Start of SOURCE TEXT

These days, it’s normal to see video camera mount in virologist Tom Hobman’s lab on the sixth floor of Katz Group Centre for Pharmacy and Health Research.
“Is that number eight?” the passing lab worker asked when Hobman was in the middle of his interview with The Gateway.
It was actually Hobman’s 13th interview. As a Zika virus researcher, the past couple weeks have been a “race.” The virus outbreak began May 2015 in Brazil. By Feb. 1, the virus had been reported locally in 33 countries, and was declared a “Public Health Emergency of International Concern” by the World Health Organization. Zika itself only causes mild symptoms for about a week, but infections have been correlated with an increase in microcephaly birth defects, which causes abnormally small heads in newborns. There is currently no cure and no vaccine.
“In terms of science, there’s not much right now,” Hobman said.
Hobman’s lab is researching Zika biology and developing a subsequent rapid diagnostic test, which can be used to test people on the spot rather than in a lab. That requires designing an molecular clone of the virus, which can be modified in the lab for rapid drug screening. Mutating a Zika clone will also allow the lab to learn about the virus biology, such as how it moves through cells.
Zika differs from other flaviviruses because of reports that suggest it may be sexually and maternally transmitted. If the virus is spreading between sexual partners or mothers and fetuses, it must have special mechanisms for moving between cells and tissue layers. The science is fascinating because there’s so little known of the virus’ biology, Hobman said.

End of SOURCE TEXT
Start of DATA FOR REVIEW

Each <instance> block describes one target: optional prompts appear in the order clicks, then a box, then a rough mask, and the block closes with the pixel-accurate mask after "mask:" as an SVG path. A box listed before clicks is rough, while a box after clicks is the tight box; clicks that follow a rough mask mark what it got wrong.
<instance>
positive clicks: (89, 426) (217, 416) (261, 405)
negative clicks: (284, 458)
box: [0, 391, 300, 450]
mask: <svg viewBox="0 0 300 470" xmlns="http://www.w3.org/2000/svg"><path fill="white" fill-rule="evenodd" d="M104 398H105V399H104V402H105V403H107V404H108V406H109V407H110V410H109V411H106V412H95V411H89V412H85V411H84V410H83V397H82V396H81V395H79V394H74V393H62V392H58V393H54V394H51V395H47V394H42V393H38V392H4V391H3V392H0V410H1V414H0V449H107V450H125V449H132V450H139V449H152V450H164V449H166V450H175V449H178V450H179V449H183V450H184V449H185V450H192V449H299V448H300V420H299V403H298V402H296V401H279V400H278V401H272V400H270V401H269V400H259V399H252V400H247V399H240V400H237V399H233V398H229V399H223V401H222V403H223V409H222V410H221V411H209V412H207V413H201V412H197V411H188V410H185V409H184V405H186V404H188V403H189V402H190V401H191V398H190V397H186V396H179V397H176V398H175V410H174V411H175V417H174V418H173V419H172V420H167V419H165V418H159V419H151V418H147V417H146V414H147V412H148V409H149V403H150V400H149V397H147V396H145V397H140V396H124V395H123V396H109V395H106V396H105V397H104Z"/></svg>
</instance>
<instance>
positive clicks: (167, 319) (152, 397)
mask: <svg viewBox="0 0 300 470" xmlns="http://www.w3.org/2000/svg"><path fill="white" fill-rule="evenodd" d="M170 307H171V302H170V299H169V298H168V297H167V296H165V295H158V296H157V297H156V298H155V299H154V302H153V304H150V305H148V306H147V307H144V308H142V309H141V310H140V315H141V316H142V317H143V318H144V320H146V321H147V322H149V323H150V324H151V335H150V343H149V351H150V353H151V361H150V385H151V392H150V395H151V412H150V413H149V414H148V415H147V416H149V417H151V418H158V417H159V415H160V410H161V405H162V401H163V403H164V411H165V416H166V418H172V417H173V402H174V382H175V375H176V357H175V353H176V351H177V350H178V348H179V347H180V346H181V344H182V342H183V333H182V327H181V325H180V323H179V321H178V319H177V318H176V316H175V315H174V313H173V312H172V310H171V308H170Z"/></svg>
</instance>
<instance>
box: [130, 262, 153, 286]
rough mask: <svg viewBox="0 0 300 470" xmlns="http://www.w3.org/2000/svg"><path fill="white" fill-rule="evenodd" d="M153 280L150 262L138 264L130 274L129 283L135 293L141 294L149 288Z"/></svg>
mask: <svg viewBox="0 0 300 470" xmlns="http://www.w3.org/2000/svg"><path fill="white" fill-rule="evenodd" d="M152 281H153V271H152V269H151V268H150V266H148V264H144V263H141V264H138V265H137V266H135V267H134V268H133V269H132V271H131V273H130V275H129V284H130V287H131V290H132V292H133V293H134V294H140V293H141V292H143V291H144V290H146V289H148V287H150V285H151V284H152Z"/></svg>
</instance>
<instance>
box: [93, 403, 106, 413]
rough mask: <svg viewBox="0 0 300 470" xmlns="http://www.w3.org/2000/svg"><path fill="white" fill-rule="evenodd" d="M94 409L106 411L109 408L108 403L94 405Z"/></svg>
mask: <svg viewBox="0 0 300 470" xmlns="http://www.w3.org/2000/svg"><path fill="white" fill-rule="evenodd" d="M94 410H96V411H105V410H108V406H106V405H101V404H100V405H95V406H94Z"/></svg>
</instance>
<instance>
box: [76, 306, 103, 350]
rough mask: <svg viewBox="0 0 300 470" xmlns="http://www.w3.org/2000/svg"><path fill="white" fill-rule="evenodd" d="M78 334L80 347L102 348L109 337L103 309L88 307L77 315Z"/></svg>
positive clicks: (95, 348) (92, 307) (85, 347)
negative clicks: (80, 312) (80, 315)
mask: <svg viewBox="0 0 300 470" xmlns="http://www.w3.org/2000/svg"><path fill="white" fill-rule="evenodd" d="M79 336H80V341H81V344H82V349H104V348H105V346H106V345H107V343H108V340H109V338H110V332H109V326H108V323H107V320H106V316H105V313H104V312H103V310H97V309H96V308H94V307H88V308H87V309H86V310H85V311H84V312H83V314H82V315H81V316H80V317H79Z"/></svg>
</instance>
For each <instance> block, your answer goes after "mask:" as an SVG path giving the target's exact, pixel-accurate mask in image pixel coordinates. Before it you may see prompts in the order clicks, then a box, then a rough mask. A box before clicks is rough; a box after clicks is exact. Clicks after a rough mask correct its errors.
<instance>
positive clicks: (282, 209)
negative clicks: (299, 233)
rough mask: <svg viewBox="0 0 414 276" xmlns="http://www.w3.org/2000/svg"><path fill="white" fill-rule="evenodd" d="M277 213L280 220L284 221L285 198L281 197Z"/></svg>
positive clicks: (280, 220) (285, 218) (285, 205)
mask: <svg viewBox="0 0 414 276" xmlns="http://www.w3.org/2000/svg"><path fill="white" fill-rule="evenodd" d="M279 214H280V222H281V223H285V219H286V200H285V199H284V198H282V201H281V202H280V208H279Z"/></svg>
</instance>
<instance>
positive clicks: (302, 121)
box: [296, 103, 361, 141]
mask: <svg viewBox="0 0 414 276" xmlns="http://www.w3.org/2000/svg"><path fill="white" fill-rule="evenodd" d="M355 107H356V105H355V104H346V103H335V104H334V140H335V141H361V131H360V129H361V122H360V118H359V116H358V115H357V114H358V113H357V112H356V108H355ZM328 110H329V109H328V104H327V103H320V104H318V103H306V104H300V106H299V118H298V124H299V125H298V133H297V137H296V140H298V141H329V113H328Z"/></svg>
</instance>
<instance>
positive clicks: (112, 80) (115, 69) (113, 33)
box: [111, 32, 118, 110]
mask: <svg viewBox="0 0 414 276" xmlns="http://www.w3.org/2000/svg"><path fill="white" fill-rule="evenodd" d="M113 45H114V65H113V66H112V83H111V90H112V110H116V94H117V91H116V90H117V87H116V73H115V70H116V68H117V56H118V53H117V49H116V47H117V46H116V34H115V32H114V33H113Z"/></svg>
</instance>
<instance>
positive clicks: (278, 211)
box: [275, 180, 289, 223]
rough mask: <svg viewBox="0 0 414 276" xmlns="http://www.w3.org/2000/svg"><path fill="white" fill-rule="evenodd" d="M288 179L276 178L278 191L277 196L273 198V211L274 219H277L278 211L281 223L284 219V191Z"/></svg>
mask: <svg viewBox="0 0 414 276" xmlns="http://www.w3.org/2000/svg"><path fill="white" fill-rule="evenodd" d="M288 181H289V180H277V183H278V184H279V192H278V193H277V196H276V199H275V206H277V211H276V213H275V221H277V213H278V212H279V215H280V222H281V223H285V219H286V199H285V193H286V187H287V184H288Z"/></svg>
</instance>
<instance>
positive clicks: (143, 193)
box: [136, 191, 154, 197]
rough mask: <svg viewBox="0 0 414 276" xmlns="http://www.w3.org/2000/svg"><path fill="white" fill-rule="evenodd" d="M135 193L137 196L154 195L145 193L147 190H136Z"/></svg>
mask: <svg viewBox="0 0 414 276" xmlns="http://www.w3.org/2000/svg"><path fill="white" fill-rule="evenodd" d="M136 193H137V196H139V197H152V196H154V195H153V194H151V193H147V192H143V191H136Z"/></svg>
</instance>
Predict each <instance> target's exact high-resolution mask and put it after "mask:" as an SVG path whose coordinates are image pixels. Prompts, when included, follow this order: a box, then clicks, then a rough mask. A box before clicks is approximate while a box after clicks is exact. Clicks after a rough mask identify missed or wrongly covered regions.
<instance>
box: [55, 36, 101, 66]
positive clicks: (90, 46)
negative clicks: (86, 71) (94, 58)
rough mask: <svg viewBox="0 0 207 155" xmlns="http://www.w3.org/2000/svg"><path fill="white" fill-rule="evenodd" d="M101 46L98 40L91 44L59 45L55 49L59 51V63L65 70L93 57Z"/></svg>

End of DATA FOR REVIEW

Copy out the passage of the Zika article that begins at the words "Hobman’s lab is" and ends after the words "biology, Hobman said.". None of the material is needed here.

Hobman’s lab is researching Zika biology and developing a subsequent rapid diagnostic test, which can be used to test people on the spot rather than in a lab. That requires designing an molecular clone of the virus, which can be modified in the lab for rapid drug screening. Mutating a Zika clone will also allow the lab to learn about the virus biology, such as how it moves through cells.
Zika differs from other flaviviruses because of reports that suggest it may be sexually and maternally transmitted. If the virus is spreading between sexual partners or mothers and fetuses, it must have special mechanisms for moving between cells and tissue layers. The science is fascinating because there’s so little known of the virus’ biology, Hobman said.